→ **Problem description**:
Could you return the data that follows exactly, minus the images?

→ **Provided data**:
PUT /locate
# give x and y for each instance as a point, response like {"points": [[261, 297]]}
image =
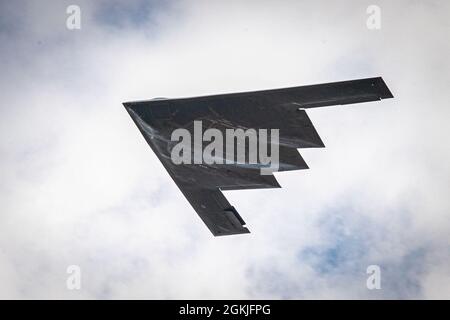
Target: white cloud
{"points": [[80, 186]]}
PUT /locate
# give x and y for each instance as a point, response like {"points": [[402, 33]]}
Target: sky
{"points": [[80, 186]]}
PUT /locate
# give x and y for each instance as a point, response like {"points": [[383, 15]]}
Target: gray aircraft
{"points": [[282, 109]]}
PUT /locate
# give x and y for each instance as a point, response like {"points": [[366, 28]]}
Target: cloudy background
{"points": [[80, 186]]}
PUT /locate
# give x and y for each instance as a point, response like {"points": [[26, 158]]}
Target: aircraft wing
{"points": [[282, 109]]}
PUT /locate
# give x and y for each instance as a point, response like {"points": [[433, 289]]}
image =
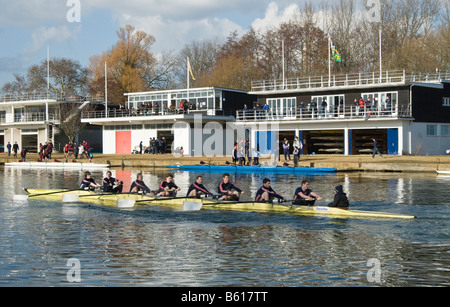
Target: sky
{"points": [[79, 29]]}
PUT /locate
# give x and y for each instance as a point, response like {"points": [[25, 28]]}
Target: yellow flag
{"points": [[190, 70]]}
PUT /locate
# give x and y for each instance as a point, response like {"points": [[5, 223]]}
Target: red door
{"points": [[123, 142]]}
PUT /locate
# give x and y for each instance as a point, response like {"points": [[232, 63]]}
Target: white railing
{"points": [[360, 79], [51, 97]]}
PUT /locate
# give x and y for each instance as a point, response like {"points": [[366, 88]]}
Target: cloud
{"points": [[173, 35], [29, 13], [274, 16]]}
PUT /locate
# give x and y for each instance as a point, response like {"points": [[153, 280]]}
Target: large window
{"points": [[446, 102], [445, 130], [432, 130], [334, 104], [199, 99], [384, 101]]}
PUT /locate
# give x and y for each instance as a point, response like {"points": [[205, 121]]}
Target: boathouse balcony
{"points": [[343, 81], [318, 114]]}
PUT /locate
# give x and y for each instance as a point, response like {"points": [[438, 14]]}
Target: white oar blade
{"points": [[20, 198], [70, 198], [125, 203], [192, 206]]}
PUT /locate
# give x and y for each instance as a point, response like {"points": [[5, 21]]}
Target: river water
{"points": [[152, 246]]}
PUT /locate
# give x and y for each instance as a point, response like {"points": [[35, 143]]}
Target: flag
{"points": [[336, 55], [190, 70]]}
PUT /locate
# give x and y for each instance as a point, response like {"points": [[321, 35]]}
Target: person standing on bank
{"points": [[15, 149], [286, 148], [296, 154], [375, 149]]}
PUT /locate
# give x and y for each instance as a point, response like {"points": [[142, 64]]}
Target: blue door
{"points": [[392, 145], [265, 141]]}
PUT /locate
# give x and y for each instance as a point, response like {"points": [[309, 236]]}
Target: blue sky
{"points": [[27, 27]]}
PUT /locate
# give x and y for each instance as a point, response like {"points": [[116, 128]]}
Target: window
{"points": [[282, 106], [431, 130]]}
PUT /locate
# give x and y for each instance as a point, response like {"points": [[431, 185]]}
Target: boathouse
{"points": [[32, 119], [178, 116]]}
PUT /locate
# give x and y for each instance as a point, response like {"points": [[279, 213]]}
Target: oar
{"points": [[129, 203], [23, 198]]}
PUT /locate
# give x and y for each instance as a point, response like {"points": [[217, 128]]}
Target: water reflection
{"points": [[152, 246]]}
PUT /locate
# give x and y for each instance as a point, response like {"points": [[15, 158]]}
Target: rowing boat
{"points": [[180, 202], [443, 172]]}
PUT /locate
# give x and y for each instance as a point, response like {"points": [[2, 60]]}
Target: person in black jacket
{"points": [[340, 198]]}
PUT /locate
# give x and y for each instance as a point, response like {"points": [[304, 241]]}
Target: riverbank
{"points": [[343, 163]]}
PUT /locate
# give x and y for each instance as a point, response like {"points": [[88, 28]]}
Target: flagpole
{"points": [[284, 69], [187, 74], [381, 58], [48, 70], [106, 90]]}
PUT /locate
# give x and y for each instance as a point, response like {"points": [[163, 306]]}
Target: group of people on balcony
{"points": [[155, 108], [370, 107]]}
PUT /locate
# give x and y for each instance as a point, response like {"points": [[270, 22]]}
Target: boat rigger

→ **Response area**:
PUT /locate
# give x and y for each instance as a point, response like {"points": [[261, 297]]}
image =
Target: white cloud
{"points": [[80, 186]]}
PUT /locate
# give x and y for each instance as a point, response like {"points": [[402, 33]]}
Target: sky
{"points": [[80, 186]]}
PUT /locate
# give x and y for each instance as a point, response like {"points": [[383, 15]]}
Target: gray aircraft
{"points": [[282, 109]]}
PUT /locate
# give x and y for each instance as a point, response like {"points": [[366, 28]]}
Target: cloudy background
{"points": [[80, 186]]}
PUT /locate
# give x and y for each instance as a point, response like {"points": [[26, 158]]}
Target: aircraft wing
{"points": [[282, 109]]}
PUT /locate
# give x and y for each instance as a point, response like {"points": [[433, 289]]}
image =
Target: sky
{"points": [[79, 29]]}
PUT /locate
# give x and y for each instance as a point, response like {"points": [[25, 28]]}
Target: yellow flag
{"points": [[190, 70]]}
PUT /locate
# give x and y for each instance as a point, response like {"points": [[5, 223]]}
Target: red door
{"points": [[123, 142]]}
PUT /locate
# give x and y for each instance as a point, response like {"points": [[232, 63]]}
Target: white railing
{"points": [[360, 79], [51, 97]]}
PUT /locate
# give x and y for each instance as a point, response like {"points": [[366, 88]]}
Target: cloud
{"points": [[173, 35], [29, 13], [274, 16]]}
PUT /locate
# give x and y for each instance as a point, response like {"points": [[153, 280]]}
Target: large window
{"points": [[446, 102], [445, 130], [432, 130], [334, 104], [199, 99], [384, 101]]}
PUT /locate
# give x and y for each instance as a point, response like {"points": [[205, 121]]}
Target: boathouse balcony
{"points": [[343, 81], [318, 114]]}
PUT /locate
# give x and y for each instance as a point, response like {"points": [[438, 14]]}
Target: white oar blade
{"points": [[20, 198], [70, 198], [125, 203], [192, 206]]}
PUT /locate
# give x and y for each instance as a point, response like {"points": [[5, 21]]}
Target: river water
{"points": [[152, 246]]}
PUT /locate
# give x and y for each instance as a point, response like {"points": [[35, 143]]}
Target: flag
{"points": [[336, 55], [190, 70]]}
PUT /locate
# give x and y for each instance as a point, response like {"points": [[321, 35]]}
Target: person standing on bank
{"points": [[15, 149], [286, 148], [296, 154], [375, 149]]}
PUT /locate
# give x and y for each instance as a point, response like {"points": [[142, 64]]}
Target: blue door
{"points": [[392, 145], [265, 141]]}
PUT /locate
# give x and y for each instance as a point, response like {"points": [[309, 236]]}
Target: blue sky
{"points": [[27, 27]]}
PUT /locate
# give x and y for each instance as a point, response like {"points": [[116, 128]]}
Target: window
{"points": [[282, 106], [431, 130]]}
PUT /locate
# give x and y for each instance as a point, response like {"points": [[431, 185]]}
Target: boathouse
{"points": [[32, 119], [178, 116]]}
PUT /locate
# give x and y for each instance as a point, response like {"points": [[279, 213]]}
Target: oar
{"points": [[129, 203], [23, 198]]}
PUT /locate
# give x and y for each instance as a point, response like {"points": [[217, 128]]}
Target: water reflection
{"points": [[152, 246]]}
PUT /locate
# give x and y for each instance as a point, response like {"points": [[15, 158]]}
Target: rowing boat
{"points": [[180, 202], [443, 172]]}
PUT /locate
# give x and y for each instance as a point, response like {"points": [[2, 60]]}
Target: person in black jacket
{"points": [[340, 198]]}
PUT /locate
# give x and y for each instance as a point, response like {"points": [[304, 241]]}
Target: riverbank
{"points": [[343, 163]]}
PUT /locate
# give x and y for each instance as a point, response like {"points": [[88, 28]]}
Target: flagpole
{"points": [[284, 69], [187, 74], [381, 58], [48, 70], [106, 90]]}
PUT /locate
# give x and y for each instance as a point, response like {"points": [[163, 306]]}
Target: group of people on balcony
{"points": [[155, 108], [370, 107]]}
PUT /locate
# give x and y for each instance as a point, response like {"points": [[270, 22]]}
Target: boat rigger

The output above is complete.